Update everything from the line that contains "Return one point per instance of the airplane wing, written" down to the line that contains "x=671, y=131", changing "tower crane" to "construction crane". Write out those lines again with nothing else changed.

Lines from a data source:
#####
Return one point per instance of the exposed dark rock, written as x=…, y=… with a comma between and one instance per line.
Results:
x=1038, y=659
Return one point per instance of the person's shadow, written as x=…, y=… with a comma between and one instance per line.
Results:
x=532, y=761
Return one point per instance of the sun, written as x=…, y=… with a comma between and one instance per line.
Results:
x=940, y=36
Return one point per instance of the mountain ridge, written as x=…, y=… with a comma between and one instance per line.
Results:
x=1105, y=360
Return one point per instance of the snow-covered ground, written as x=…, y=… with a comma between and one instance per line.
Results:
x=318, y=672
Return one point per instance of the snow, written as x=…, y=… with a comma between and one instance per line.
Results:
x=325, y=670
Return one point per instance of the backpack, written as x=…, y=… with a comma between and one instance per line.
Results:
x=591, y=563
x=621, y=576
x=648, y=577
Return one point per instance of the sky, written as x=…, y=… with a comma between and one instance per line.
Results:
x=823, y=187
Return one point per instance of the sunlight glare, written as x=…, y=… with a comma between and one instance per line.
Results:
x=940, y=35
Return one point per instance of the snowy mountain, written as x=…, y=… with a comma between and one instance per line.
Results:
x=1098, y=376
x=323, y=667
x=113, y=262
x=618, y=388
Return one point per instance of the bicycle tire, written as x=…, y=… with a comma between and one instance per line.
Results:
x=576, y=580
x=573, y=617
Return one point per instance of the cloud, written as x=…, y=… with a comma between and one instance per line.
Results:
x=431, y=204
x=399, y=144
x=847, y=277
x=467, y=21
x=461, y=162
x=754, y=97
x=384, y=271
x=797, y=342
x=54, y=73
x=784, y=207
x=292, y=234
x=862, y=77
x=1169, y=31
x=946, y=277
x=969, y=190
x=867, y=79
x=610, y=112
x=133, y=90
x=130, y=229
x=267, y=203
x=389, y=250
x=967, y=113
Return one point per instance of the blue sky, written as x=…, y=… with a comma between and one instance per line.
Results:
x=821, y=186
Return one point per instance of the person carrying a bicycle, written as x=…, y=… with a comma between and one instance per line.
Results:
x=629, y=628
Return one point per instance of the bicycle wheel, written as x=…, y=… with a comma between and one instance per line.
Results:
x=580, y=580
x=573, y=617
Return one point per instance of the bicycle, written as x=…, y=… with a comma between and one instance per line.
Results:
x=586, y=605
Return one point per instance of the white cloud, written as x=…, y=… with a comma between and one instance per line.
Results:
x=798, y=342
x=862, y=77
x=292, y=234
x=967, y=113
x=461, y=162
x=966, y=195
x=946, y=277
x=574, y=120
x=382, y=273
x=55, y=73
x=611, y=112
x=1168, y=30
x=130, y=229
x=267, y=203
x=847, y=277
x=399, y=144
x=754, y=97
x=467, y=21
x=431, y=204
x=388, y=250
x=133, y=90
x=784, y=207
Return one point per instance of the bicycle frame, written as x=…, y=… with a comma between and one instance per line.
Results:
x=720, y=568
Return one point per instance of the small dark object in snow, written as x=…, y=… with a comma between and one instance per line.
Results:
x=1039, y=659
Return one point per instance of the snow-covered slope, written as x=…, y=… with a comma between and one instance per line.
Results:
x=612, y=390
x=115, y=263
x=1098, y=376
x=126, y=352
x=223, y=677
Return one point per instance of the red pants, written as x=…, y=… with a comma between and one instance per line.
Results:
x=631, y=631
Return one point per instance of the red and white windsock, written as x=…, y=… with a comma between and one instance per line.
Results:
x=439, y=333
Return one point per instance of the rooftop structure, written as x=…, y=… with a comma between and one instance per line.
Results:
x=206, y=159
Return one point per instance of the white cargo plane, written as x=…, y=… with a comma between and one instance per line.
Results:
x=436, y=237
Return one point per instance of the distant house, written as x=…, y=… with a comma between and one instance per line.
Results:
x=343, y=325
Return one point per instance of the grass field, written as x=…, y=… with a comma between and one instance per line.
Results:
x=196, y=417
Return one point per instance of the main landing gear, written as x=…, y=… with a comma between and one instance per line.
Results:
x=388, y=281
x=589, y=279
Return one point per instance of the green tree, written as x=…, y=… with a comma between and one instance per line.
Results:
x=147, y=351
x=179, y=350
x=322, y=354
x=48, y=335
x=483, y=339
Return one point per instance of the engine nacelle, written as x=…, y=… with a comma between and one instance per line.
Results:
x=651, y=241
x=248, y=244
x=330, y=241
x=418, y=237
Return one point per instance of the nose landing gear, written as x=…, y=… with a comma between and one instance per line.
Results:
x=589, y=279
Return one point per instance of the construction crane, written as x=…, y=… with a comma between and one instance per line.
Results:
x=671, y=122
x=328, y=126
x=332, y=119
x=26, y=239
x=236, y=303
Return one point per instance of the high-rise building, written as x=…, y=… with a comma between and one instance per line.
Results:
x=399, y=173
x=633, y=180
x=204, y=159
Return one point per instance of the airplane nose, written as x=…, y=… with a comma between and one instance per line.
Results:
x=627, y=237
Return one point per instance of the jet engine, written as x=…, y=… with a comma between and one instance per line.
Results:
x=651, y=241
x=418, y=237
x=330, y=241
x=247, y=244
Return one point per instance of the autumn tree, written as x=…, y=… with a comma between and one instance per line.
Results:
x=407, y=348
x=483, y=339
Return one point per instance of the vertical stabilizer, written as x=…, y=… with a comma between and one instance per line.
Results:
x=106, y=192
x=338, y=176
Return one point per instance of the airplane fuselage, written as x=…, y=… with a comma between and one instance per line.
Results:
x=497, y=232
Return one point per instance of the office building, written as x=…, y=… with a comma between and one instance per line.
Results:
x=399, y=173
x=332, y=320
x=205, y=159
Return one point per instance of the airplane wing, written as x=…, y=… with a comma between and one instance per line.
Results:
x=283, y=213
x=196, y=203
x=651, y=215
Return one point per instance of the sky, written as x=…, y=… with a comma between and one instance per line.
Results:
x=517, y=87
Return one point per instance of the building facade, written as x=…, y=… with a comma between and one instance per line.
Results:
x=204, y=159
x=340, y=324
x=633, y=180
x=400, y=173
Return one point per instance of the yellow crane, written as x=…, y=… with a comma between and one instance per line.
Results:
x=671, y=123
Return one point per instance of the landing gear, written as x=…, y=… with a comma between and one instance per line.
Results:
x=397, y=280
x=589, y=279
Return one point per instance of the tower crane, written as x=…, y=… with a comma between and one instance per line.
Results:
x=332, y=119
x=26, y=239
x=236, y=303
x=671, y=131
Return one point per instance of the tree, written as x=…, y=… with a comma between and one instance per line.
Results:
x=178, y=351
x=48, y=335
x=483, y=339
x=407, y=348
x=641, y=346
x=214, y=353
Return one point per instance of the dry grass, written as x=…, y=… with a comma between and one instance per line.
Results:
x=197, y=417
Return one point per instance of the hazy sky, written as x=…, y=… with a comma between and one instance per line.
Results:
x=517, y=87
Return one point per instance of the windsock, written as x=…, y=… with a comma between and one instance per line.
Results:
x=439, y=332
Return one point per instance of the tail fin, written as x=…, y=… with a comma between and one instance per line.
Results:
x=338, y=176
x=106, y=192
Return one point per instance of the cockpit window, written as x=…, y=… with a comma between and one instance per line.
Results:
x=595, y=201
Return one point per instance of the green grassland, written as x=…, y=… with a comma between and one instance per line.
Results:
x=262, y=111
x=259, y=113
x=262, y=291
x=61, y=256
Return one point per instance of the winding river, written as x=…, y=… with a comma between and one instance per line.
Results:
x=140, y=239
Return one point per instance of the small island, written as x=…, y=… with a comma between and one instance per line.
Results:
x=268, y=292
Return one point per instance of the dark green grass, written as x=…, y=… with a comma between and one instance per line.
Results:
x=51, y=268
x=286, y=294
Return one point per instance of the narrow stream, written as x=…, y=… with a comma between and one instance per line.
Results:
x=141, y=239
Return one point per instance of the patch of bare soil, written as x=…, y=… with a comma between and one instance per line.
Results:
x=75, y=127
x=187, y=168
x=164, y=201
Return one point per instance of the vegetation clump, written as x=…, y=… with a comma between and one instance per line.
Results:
#####
- Task result -
Return one point per instance of the airplane wing, written as x=…, y=… with a comma between and one instance per line.
Results:
x=283, y=213
x=196, y=203
x=651, y=215
Return one point per instance of the sky, written as x=…, y=… with a comma between and one instance per line.
Results:
x=517, y=87
Return one point per instance of the building facade, written as x=…, y=… with a comma between and one instance per line.
Results:
x=204, y=159
x=340, y=324
x=633, y=180
x=400, y=173
Return one point per instance of the yellow crane, written as x=…, y=… with a comma between and one instance per line.
Results:
x=671, y=123
Return one point per instance of the landing gear, written as x=…, y=… with a comma between and one instance per line.
Results:
x=397, y=280
x=589, y=279
Return one point per instance of the construction crane, written as x=…, y=… with a comma between and one instance per line.
Results:
x=332, y=119
x=26, y=239
x=236, y=303
x=671, y=131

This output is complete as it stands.